Task to complete: An exact copy of every record is needed, with all pictures omitted.

(Referring expression pointing data)
%%
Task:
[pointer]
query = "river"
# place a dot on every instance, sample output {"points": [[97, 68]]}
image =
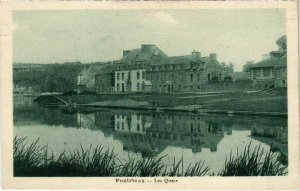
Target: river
{"points": [[140, 134]]}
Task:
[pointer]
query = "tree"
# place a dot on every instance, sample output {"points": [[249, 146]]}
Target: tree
{"points": [[281, 43]]}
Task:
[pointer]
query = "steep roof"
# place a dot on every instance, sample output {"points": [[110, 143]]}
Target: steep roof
{"points": [[271, 62], [180, 59], [97, 68], [147, 53]]}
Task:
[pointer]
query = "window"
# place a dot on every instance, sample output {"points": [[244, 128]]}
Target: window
{"points": [[138, 86], [123, 87], [118, 87], [129, 75]]}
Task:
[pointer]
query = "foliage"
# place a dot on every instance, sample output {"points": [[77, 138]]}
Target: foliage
{"points": [[282, 43], [33, 160], [51, 77], [253, 163]]}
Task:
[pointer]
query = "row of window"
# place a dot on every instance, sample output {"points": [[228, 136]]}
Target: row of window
{"points": [[121, 87], [169, 88], [138, 75], [180, 76], [137, 126], [123, 116]]}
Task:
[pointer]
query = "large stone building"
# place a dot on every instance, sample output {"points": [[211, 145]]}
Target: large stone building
{"points": [[149, 69]]}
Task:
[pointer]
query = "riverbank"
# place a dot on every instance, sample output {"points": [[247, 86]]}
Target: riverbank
{"points": [[272, 102], [33, 160]]}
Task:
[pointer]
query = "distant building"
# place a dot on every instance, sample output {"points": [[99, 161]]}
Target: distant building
{"points": [[86, 78], [270, 72], [149, 69]]}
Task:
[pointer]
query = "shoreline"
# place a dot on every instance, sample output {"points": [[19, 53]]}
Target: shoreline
{"points": [[158, 109]]}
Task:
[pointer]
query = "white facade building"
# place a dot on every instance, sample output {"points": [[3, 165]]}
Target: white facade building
{"points": [[129, 80], [132, 123]]}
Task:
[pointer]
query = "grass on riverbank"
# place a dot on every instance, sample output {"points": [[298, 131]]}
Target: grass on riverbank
{"points": [[266, 101], [33, 160]]}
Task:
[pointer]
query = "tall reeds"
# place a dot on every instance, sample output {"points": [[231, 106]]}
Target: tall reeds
{"points": [[254, 162], [32, 160]]}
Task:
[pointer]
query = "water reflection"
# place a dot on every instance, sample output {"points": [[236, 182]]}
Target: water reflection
{"points": [[149, 134]]}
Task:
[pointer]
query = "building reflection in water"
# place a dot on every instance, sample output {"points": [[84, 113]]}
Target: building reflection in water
{"points": [[151, 133]]}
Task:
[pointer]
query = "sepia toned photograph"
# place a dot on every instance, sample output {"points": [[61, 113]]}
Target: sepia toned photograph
{"points": [[131, 93]]}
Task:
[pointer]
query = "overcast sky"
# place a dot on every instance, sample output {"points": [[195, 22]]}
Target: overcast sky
{"points": [[101, 35]]}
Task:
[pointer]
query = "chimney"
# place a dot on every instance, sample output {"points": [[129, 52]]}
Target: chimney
{"points": [[144, 46], [125, 52], [213, 56], [196, 55]]}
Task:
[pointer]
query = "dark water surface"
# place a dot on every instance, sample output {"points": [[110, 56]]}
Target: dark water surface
{"points": [[138, 134]]}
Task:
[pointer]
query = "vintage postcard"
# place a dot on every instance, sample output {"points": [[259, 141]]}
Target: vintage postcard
{"points": [[150, 95]]}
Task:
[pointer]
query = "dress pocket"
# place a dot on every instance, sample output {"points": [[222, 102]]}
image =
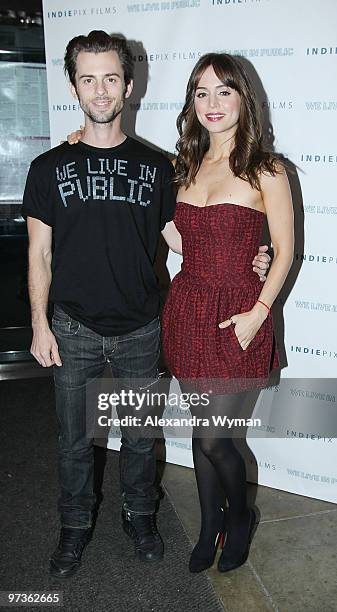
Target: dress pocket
{"points": [[229, 349]]}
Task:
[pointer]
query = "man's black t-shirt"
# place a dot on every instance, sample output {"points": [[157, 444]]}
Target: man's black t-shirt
{"points": [[107, 208]]}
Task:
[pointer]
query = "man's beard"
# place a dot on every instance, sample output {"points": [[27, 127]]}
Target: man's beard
{"points": [[107, 116]]}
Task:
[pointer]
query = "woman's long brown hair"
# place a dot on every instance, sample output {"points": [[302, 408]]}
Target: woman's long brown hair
{"points": [[247, 159]]}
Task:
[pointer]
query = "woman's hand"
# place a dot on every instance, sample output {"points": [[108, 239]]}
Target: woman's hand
{"points": [[247, 324], [261, 262], [74, 137]]}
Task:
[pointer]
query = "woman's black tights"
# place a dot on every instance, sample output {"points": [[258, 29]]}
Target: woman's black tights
{"points": [[221, 472]]}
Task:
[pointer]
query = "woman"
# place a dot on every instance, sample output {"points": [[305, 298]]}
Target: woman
{"points": [[217, 324]]}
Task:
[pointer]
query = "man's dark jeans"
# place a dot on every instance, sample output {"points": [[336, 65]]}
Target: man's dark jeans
{"points": [[84, 355]]}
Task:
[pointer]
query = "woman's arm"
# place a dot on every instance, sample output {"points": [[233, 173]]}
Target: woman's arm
{"points": [[172, 237], [279, 209], [280, 215]]}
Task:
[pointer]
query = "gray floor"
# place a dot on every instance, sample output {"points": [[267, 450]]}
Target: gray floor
{"points": [[292, 563]]}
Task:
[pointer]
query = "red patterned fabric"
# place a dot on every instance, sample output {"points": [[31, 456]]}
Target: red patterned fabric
{"points": [[216, 281]]}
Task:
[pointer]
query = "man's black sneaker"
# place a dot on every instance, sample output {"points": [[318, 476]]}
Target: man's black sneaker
{"points": [[143, 530], [66, 559]]}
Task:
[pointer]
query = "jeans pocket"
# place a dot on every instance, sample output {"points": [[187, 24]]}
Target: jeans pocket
{"points": [[63, 324]]}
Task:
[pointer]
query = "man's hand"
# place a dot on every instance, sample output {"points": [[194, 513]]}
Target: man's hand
{"points": [[74, 137], [261, 262], [44, 347]]}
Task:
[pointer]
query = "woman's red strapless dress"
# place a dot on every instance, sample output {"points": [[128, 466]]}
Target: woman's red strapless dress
{"points": [[216, 281]]}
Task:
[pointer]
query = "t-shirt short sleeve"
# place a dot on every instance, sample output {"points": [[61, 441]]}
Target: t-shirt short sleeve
{"points": [[36, 199], [168, 194]]}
%%
Your response:
Task:
[pointer]
query = "river"
# place a dot on every instance, sample output {"points": [[97, 68]]}
image =
Target: river
{"points": [[140, 134]]}
Task:
[pointer]
query = "tree"
# place a dot on every instance, sample output {"points": [[249, 146]]}
Target: tree
{"points": [[281, 43]]}
Task:
[pointer]
query = "steep roof"
# place a dot on every instance, sample output {"points": [[110, 143]]}
Target: steep roof
{"points": [[271, 62], [180, 59], [97, 68], [147, 53]]}
Task:
[pointer]
query = "window"
# place a dot on every instance, sample output {"points": [[244, 128]]}
Target: window
{"points": [[138, 86], [123, 87], [118, 87], [129, 75]]}
Task:
[pointer]
query = "foliage"
# place a dot on every instance, sample output {"points": [[77, 138]]}
Target: foliage
{"points": [[282, 43], [33, 160], [51, 77], [253, 163]]}
Task:
[pointer]
query = "row of window"
# place a dot on every instance, sample output {"points": [[228, 136]]}
Target: row of window
{"points": [[121, 87], [169, 88], [138, 75], [180, 76], [137, 126], [123, 116]]}
Task:
[pointer]
query = "large stone building"
# place a dot on every instance, sample output {"points": [[211, 145]]}
Target: large stone building
{"points": [[149, 69]]}
Task:
[pointer]
query = "riverbank"
# place a dot on every instance, sample output {"points": [[247, 86]]}
Target: riverbank
{"points": [[272, 102], [33, 160]]}
Task:
[pointer]
query = "distant building"
# place a dot on every instance, sample output {"points": [[99, 161]]}
Target: distant building
{"points": [[86, 78], [270, 72], [149, 69]]}
Task:
[pointer]
query = "shoreline"
# place a dot on every instance, sample output {"points": [[19, 53]]}
Target: shoreline
{"points": [[158, 109]]}
Task:
[pointer]
query = "white facade building"
# place a dot on every instance, sample output {"points": [[3, 165]]}
Target: white facade building
{"points": [[129, 80], [132, 123]]}
Task:
[pointer]
query = "grass on riverbank"
# place a dot on every instance, sample output {"points": [[298, 131]]}
Target: grass on riverbank
{"points": [[266, 101], [33, 160]]}
Task:
[pointer]
query = "tall reeds"
# place a dot on every instance, sample output {"points": [[231, 106]]}
Target: tall reeds
{"points": [[254, 162], [32, 160]]}
Task:
[pointer]
query = "water reflection"
# place a dot on every instance, sample output {"points": [[236, 182]]}
Target: water reflection
{"points": [[149, 134]]}
Task:
[pointer]
query = "building reflection in water"
# place a dot on every instance, sample output {"points": [[84, 113]]}
Target: building reflection in water
{"points": [[151, 133]]}
Task:
[pointer]
query = "sepia toned photograph"
# place a dot on every instance, sample output {"points": [[61, 113]]}
Target: sepia toned photograph
{"points": [[131, 93]]}
Task:
[pointer]
query = "overcast sky"
# place a dot on every instance, sample output {"points": [[195, 22]]}
Target: overcast sky
{"points": [[101, 35]]}
Task:
[pointer]
query = "chimney"
# place a dot on every instance, sample output {"points": [[129, 52]]}
Target: chimney
{"points": [[144, 46], [125, 52], [213, 56], [196, 55]]}
Task:
[pointer]
query = "dark water surface"
# place a dot on every instance, sample output {"points": [[110, 56]]}
Target: dark water surface
{"points": [[138, 134]]}
Task:
[pointer]
query = "vintage postcard"
# place a dot on every instance, sample output {"points": [[259, 141]]}
Target: vintage postcard
{"points": [[150, 95]]}
Task:
[pointer]
query = "dress pocket"
# place a dot on every instance, sample output {"points": [[222, 102]]}
image =
Target: dress pocket
{"points": [[229, 349]]}
Task:
[pointer]
query = "man's black t-shirt"
# place a dot on every instance, sample output {"points": [[157, 444]]}
Target: man's black t-shirt
{"points": [[107, 208]]}
Task:
[pointer]
query = "man's beard"
# place a dot on every instance, sample output {"points": [[27, 127]]}
Target: man's beard
{"points": [[107, 116]]}
Task:
[pointer]
query = "woman's long brown hair"
# place a dot on every instance, sample output {"points": [[302, 408]]}
Target: woman's long brown hair
{"points": [[247, 159]]}
Task:
[pointer]
query = "woman's hand"
# place a dot on every instance, sample output {"points": [[108, 239]]}
Target: woman's hand
{"points": [[247, 324], [261, 262], [74, 137]]}
Task:
[pointer]
query = "woman's black tights"
# place a dot on every instance, sample output {"points": [[258, 29]]}
Target: woman's black tights
{"points": [[221, 472]]}
Task:
[pointer]
query = "woman"
# place a dot on every instance, sample output {"points": [[305, 298]]}
Target: woman
{"points": [[217, 324]]}
Task:
[pointer]
query = "man's dark jeans"
# place a dot on every instance, sample output {"points": [[336, 65]]}
Target: man's dark jeans
{"points": [[84, 355]]}
Task:
[pointer]
query = "woman's arm"
# place a dot on every instance, sample output {"points": [[233, 173]]}
Target: woman's arm
{"points": [[172, 237], [279, 209], [280, 215]]}
Task:
[pointer]
query = "gray floor"
# place a dot on every instance, sample output {"points": [[267, 450]]}
Target: gray floor
{"points": [[292, 563]]}
Task:
[pointer]
query = "red patterned fabric"
# place a dot on every instance, sample output {"points": [[31, 456]]}
Target: red patterned fabric
{"points": [[216, 281]]}
Task:
[pointer]
query = "man's black sneaker"
# place a dot on every instance, sample output {"points": [[318, 476]]}
Target: man's black sneaker
{"points": [[143, 530], [66, 559]]}
Task:
[pointer]
query = "jeans pocket"
# place a dot on every instance, sample output {"points": [[187, 24]]}
Target: jeans pocket
{"points": [[63, 324]]}
Task:
[pointer]
query = "man's hand"
# place a dot on every instance, sample output {"points": [[194, 513]]}
Target: man's hand
{"points": [[74, 137], [261, 262], [44, 347]]}
Task:
[pointer]
query = "woman's red strapless dress"
# place a dot on every instance, sample output {"points": [[128, 466]]}
Target: woman's red strapless dress
{"points": [[216, 281]]}
Task:
[pointer]
query = "t-shirt short sleeve"
# place a dot on every instance, sample output {"points": [[61, 441]]}
Target: t-shirt short sleeve
{"points": [[36, 199], [168, 194]]}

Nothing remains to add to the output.